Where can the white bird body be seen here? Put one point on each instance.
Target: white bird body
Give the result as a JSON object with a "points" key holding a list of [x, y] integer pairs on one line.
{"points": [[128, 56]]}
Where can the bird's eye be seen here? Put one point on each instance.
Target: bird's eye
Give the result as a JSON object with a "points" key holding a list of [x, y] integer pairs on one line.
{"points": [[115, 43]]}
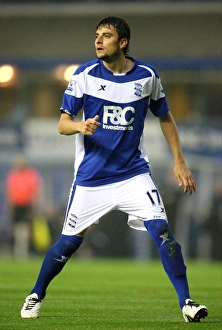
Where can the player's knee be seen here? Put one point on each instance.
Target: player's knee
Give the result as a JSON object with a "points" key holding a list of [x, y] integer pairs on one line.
{"points": [[172, 258], [69, 244]]}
_ _ _
• _EXERCISE AIM_
Only lines holding the word "seen" are wanted, so copy each of them from the records above.

• _TASK OUTPUT_
Where can the white bird body be seen here? Put one point on each instance.
Where can the bird's eye be seen here? Put one point on each instance.
Where can the player's knee be seen here? Put one point on each instance.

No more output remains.